» What the task asks
Report all lines of the records that contain "pink".

++++++

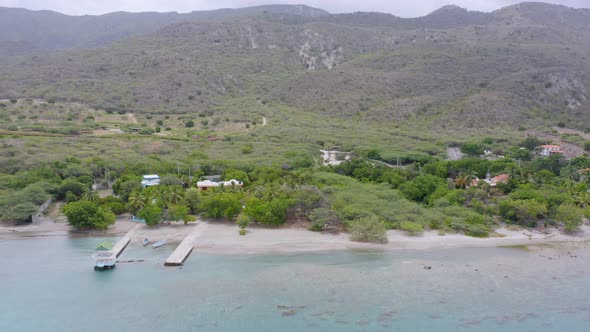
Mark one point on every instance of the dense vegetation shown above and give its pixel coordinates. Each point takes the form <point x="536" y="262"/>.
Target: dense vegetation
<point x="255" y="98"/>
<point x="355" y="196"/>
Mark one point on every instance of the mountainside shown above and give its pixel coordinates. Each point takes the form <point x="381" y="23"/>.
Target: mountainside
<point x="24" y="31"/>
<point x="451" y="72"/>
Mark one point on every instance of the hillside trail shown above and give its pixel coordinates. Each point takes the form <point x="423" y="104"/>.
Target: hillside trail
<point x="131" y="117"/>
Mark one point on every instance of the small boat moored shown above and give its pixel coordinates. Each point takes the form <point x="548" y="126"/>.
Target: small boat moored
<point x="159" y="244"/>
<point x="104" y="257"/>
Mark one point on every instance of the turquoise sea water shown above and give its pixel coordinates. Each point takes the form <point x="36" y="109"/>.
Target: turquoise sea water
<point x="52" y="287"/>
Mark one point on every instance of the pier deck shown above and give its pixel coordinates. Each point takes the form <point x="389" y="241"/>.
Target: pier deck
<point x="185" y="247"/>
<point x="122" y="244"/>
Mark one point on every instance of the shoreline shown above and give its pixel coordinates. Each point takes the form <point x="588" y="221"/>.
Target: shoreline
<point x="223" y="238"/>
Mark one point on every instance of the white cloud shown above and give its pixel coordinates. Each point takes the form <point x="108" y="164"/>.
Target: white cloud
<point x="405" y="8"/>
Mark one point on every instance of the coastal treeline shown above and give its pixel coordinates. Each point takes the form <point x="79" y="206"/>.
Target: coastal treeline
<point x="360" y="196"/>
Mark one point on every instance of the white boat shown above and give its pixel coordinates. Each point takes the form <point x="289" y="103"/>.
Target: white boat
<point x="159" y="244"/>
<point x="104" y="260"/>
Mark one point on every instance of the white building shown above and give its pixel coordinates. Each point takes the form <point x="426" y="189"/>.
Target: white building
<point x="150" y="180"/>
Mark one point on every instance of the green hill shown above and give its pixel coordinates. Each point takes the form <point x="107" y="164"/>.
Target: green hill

++++++

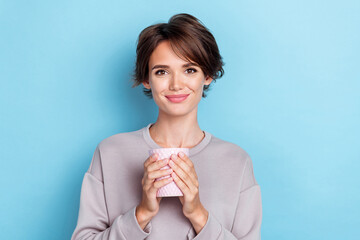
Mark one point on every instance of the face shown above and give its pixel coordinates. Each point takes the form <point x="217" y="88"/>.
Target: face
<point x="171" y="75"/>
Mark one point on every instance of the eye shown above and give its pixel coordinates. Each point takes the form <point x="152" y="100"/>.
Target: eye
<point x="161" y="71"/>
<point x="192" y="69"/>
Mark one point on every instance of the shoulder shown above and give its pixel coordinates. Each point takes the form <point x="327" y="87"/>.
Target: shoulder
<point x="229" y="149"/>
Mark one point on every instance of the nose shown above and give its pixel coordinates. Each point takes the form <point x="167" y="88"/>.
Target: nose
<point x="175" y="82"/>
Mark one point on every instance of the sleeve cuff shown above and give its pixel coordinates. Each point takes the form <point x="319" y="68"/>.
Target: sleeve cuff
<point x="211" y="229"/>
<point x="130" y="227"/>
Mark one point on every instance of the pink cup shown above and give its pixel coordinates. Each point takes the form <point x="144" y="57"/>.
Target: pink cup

++++++

» Completed task
Mark one point on every instance of the pink cup shown above and give its pixel coordinates. Each point takes the form <point x="144" y="57"/>.
Target: pink cup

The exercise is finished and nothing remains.